◆ **Pagina**:
------------------------------------------------------------------------

I drammi didattici, infatti, vengono interpretati da un gruppo di non professionisti e la loro finalità, prima che di diffondere la posizione dell’autore rispetto a un dato tema trattato, è quella di far prendere coscienza proprio al gruppo di lavoro. Il gruppo di non professionisti lavora sul testo (sovente una sorta di schema quasi vuoto, da riempire con le acquisizioni progressive maturate durante la fase di studio) e, lavorandoci, prende coscienza del tema. “Per qualche anno cercai di lavorare con un piccolo gruppo di collaboratori estranei al mondo del teatro… provammo una forma di spettacolo che potesse influenzare ideologicamente quanti vi partecipavano”. Ecco i drammi didattici.
Per questo sono detti anche “teatro d’uso”: perché sono usati da Brecht come occasione e possibilità di formazione interna, prima che esterna. Per questo non sono principalmente diretti al pubblico ma sono strumento di auto-realizzazione politica. Per questo la loro dimensione non è quella dello spettacolo ma quella del progetto, della prassi interna e laboratoriale, del lavoro teatrale di comunità. D’altronde basta aver letto gli studi di Massimo Castri o Cesare Cases (per fare due nomi tra i tanti) o aver spulciato una delle molte biografie dedicate a Brecht (mettiamo quella di Ewen) per rendersi conto che, in un capitolo, vi sono i drammi didattici e, in un altro, si parla invece de La madre che, sempre non a caso, manca anche nell’edizione dei Drammi didattici pubblicata in Italia da Einaudi.
La Madre è un’altra cosa: testo “scritto alla maniera dei drammi didattici“ (quindi: semplicità visiva, chiarezza del dettato, evidenziazione immediata ed esplicita del tema e della sua messa in discussione, importanza data all’epicità di fattura) “esige degli attori”: è opera perciò rivolta al pubblico, perché sia il pubblico ad esserne influenzato ideologicamente.

------------------------------------------------------------------------

(Estratti da un dataset di rilevamento)

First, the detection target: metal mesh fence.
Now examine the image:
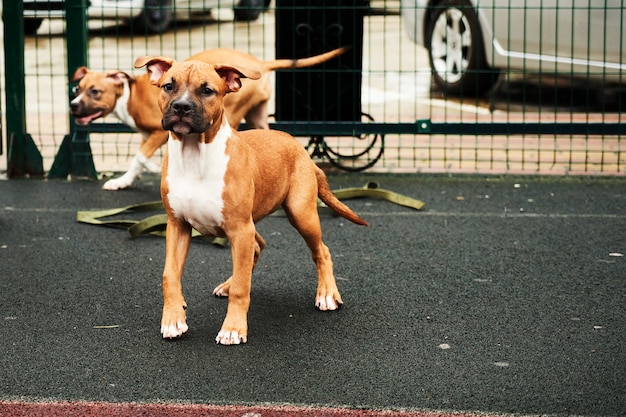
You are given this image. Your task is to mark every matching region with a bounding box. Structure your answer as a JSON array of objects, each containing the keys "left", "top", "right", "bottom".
[{"left": 0, "top": 0, "right": 626, "bottom": 175}]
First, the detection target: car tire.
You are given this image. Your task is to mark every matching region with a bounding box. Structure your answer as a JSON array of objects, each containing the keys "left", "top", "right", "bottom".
[
  {"left": 425, "top": 0, "right": 498, "bottom": 97},
  {"left": 136, "top": 0, "right": 174, "bottom": 33},
  {"left": 24, "top": 18, "right": 43, "bottom": 36},
  {"left": 233, "top": 0, "right": 269, "bottom": 22}
]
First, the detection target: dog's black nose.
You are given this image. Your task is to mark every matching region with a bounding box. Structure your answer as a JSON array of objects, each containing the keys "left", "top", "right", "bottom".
[{"left": 171, "top": 100, "right": 193, "bottom": 114}]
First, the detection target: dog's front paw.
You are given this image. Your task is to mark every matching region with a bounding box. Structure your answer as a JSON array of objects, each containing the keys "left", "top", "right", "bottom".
[
  {"left": 213, "top": 278, "right": 230, "bottom": 297},
  {"left": 161, "top": 306, "right": 189, "bottom": 339},
  {"left": 315, "top": 291, "right": 343, "bottom": 311},
  {"left": 102, "top": 175, "right": 133, "bottom": 191},
  {"left": 215, "top": 330, "right": 248, "bottom": 346},
  {"left": 215, "top": 312, "right": 248, "bottom": 345}
]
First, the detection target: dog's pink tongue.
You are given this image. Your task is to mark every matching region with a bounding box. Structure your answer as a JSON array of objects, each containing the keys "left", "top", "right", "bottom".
[
  {"left": 172, "top": 122, "right": 191, "bottom": 135},
  {"left": 74, "top": 111, "right": 102, "bottom": 126}
]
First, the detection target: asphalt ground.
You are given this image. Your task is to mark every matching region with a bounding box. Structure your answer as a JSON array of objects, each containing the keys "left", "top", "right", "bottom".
[{"left": 0, "top": 174, "right": 626, "bottom": 416}]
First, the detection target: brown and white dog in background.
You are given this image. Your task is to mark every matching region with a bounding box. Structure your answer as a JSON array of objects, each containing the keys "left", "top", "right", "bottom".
[
  {"left": 70, "top": 48, "right": 348, "bottom": 190},
  {"left": 135, "top": 57, "right": 367, "bottom": 345}
]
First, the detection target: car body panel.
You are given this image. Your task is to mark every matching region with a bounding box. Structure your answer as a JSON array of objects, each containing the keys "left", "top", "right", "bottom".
[{"left": 402, "top": 0, "right": 626, "bottom": 82}]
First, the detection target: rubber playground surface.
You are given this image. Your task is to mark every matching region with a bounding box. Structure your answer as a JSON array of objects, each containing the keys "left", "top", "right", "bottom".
[{"left": 0, "top": 174, "right": 626, "bottom": 417}]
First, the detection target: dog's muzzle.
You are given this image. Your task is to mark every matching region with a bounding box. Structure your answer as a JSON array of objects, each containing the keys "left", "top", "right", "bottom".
[{"left": 161, "top": 98, "right": 210, "bottom": 134}]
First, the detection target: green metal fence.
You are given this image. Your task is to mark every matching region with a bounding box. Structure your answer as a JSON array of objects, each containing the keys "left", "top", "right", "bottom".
[{"left": 0, "top": 0, "right": 626, "bottom": 176}]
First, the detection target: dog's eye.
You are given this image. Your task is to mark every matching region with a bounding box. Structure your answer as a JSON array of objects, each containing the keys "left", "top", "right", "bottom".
[{"left": 89, "top": 88, "right": 102, "bottom": 98}]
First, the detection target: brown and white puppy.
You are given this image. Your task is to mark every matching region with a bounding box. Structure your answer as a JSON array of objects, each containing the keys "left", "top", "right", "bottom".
[
  {"left": 135, "top": 57, "right": 367, "bottom": 345},
  {"left": 70, "top": 48, "right": 348, "bottom": 190}
]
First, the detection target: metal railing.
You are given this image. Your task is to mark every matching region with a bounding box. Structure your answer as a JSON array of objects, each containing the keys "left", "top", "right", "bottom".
[{"left": 3, "top": 0, "right": 626, "bottom": 176}]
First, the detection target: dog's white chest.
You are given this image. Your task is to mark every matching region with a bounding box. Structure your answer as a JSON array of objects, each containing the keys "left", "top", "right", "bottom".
[{"left": 167, "top": 125, "right": 231, "bottom": 235}]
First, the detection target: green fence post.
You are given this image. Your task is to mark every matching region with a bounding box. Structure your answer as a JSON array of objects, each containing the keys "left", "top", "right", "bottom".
[
  {"left": 2, "top": 0, "right": 43, "bottom": 178},
  {"left": 47, "top": 0, "right": 98, "bottom": 179}
]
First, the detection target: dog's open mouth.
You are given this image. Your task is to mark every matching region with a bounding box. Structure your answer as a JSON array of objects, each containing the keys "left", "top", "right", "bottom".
[{"left": 74, "top": 110, "right": 104, "bottom": 126}]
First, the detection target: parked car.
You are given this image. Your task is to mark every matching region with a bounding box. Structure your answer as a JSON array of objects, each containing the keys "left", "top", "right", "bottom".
[
  {"left": 401, "top": 0, "right": 626, "bottom": 95},
  {"left": 24, "top": 0, "right": 270, "bottom": 34}
]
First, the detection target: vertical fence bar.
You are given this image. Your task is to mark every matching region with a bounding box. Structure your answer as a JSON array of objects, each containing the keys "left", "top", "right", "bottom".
[
  {"left": 2, "top": 0, "right": 43, "bottom": 178},
  {"left": 48, "top": 0, "right": 98, "bottom": 179}
]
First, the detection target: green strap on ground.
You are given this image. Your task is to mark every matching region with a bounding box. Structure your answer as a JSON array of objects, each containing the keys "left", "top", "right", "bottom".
[{"left": 76, "top": 182, "right": 424, "bottom": 246}]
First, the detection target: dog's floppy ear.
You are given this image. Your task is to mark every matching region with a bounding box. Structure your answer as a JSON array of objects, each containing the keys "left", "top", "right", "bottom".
[
  {"left": 107, "top": 71, "right": 132, "bottom": 83},
  {"left": 72, "top": 67, "right": 89, "bottom": 81},
  {"left": 215, "top": 65, "right": 261, "bottom": 93},
  {"left": 135, "top": 56, "right": 176, "bottom": 84}
]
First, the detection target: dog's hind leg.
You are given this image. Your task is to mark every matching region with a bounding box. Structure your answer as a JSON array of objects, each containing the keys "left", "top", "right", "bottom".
[
  {"left": 213, "top": 232, "right": 265, "bottom": 297},
  {"left": 285, "top": 201, "right": 343, "bottom": 311}
]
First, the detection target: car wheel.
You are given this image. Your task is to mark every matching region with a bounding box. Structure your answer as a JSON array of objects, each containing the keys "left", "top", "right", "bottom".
[
  {"left": 137, "top": 0, "right": 174, "bottom": 33},
  {"left": 426, "top": 0, "right": 498, "bottom": 96},
  {"left": 24, "top": 18, "right": 43, "bottom": 35},
  {"left": 233, "top": 0, "right": 267, "bottom": 22}
]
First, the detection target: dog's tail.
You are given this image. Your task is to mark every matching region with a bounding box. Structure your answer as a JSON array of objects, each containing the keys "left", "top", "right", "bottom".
[
  {"left": 261, "top": 46, "right": 351, "bottom": 73},
  {"left": 315, "top": 167, "right": 368, "bottom": 226}
]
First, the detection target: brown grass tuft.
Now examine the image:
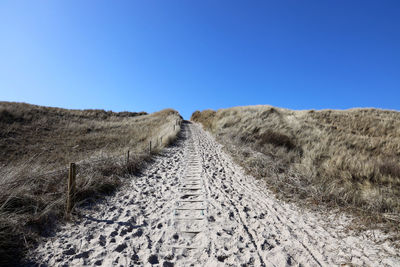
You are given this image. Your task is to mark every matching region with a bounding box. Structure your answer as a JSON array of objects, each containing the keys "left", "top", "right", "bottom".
[
  {"left": 191, "top": 106, "right": 400, "bottom": 239},
  {"left": 0, "top": 102, "right": 182, "bottom": 266}
]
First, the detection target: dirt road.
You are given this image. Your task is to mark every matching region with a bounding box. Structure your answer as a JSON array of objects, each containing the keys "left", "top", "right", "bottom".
[{"left": 32, "top": 124, "right": 400, "bottom": 266}]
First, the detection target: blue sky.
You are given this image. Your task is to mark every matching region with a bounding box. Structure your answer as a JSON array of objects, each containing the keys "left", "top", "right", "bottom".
[{"left": 0, "top": 0, "right": 400, "bottom": 118}]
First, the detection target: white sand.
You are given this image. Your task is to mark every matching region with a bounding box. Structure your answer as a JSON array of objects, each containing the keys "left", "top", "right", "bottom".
[{"left": 32, "top": 125, "right": 400, "bottom": 266}]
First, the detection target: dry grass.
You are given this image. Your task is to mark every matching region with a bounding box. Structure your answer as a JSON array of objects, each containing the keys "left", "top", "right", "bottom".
[
  {"left": 0, "top": 102, "right": 181, "bottom": 266},
  {"left": 192, "top": 106, "right": 400, "bottom": 239}
]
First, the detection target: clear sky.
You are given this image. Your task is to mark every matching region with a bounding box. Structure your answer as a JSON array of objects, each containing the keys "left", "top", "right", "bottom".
[{"left": 0, "top": 0, "right": 400, "bottom": 118}]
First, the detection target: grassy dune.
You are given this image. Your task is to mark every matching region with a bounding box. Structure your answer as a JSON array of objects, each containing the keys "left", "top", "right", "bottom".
[
  {"left": 0, "top": 102, "right": 181, "bottom": 266},
  {"left": 191, "top": 106, "right": 400, "bottom": 233}
]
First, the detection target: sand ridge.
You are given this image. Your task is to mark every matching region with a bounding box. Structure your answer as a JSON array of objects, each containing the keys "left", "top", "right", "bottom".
[{"left": 31, "top": 124, "right": 400, "bottom": 266}]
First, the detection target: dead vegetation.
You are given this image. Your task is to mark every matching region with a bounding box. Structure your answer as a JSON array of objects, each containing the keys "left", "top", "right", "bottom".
[
  {"left": 0, "top": 102, "right": 182, "bottom": 266},
  {"left": 191, "top": 106, "right": 400, "bottom": 240}
]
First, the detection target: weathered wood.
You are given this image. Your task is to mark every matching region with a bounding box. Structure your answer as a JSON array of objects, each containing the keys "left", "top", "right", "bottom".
[{"left": 66, "top": 163, "right": 76, "bottom": 214}]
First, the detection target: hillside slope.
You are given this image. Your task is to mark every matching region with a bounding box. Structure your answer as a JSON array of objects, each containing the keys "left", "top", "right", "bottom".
[
  {"left": 0, "top": 102, "right": 182, "bottom": 265},
  {"left": 191, "top": 106, "right": 400, "bottom": 237}
]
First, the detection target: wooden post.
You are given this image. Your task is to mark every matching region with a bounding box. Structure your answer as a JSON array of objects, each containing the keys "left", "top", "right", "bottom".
[{"left": 66, "top": 163, "right": 76, "bottom": 214}]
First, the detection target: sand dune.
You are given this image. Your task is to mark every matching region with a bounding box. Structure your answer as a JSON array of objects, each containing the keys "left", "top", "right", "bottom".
[{"left": 30, "top": 124, "right": 400, "bottom": 266}]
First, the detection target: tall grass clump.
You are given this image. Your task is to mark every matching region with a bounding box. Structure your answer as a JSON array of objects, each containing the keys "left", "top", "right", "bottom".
[
  {"left": 191, "top": 106, "right": 400, "bottom": 238},
  {"left": 0, "top": 102, "right": 182, "bottom": 266}
]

------------------------------------------------------------------------

◆ **Consegna**: Riproduci per intero, parola per parola, il testo sui drammi didattici di Brecht.

◆ **Soluzione**:
I drammi didattici, infatti, vengono interpretati da un gruppo di non professionisti e la loro finalità, prima che di diffondere la posizione dell’autore rispetto a un dato tema trattato, è quella di far prendere coscienza proprio al gruppo di lavoro. Il gruppo di non professionisti lavora sul testo (sovente una sorta di schema quasi vuoto, da riempire con le acquisizioni progressive maturate durante la fase di studio) e, lavorandoci, prende coscienza del tema. “Per qualche anno cercai di lavorare con un piccolo gruppo di collaboratori estranei al mondo del teatro… provammo una forma di spettacolo che potesse influenzare ideologicamente quanti vi partecipavano”. Ecco i drammi didattici.
Per questo sono detti anche “teatro d’uso”: perché sono usati da Brecht come occasione e possibilità di formazione interna, prima che esterna. Per questo non sono principalmente diretti al pubblico ma sono strumento di auto-realizzazione politica. Per questo la loro dimensione non è quella dello spettacolo ma quella del progetto, della prassi interna e laboratoriale, del lavoro teatrale di comunità. D’altronde basta aver letto gli studi di Massimo Castri o Cesare Cases (per fare due nomi tra i tanti) o aver spulciato una delle molte biografie dedicate a Brecht (mettiamo quella di Ewen) per rendersi conto che, in un capitolo, vi sono i drammi didattici e, in un altro, si parla invece de La madre che, sempre non a caso, manca anche nell’edizione dei Drammi didattici pubblicata in Italia da Einaudi.
La Madre è un’altra cosa: testo “scritto alla maniera dei drammi didattici“ (quindi: semplicità visiva, chiarezza del dettato, evidenziazione immediata ed esplicita del tema e della sua messa in discussione, importanza data all’epicità di fattura) “esige degli attori”: è opera perciò rivolta al pubblico, perché sia il pubblico ad esserne influenzato ideologicamente.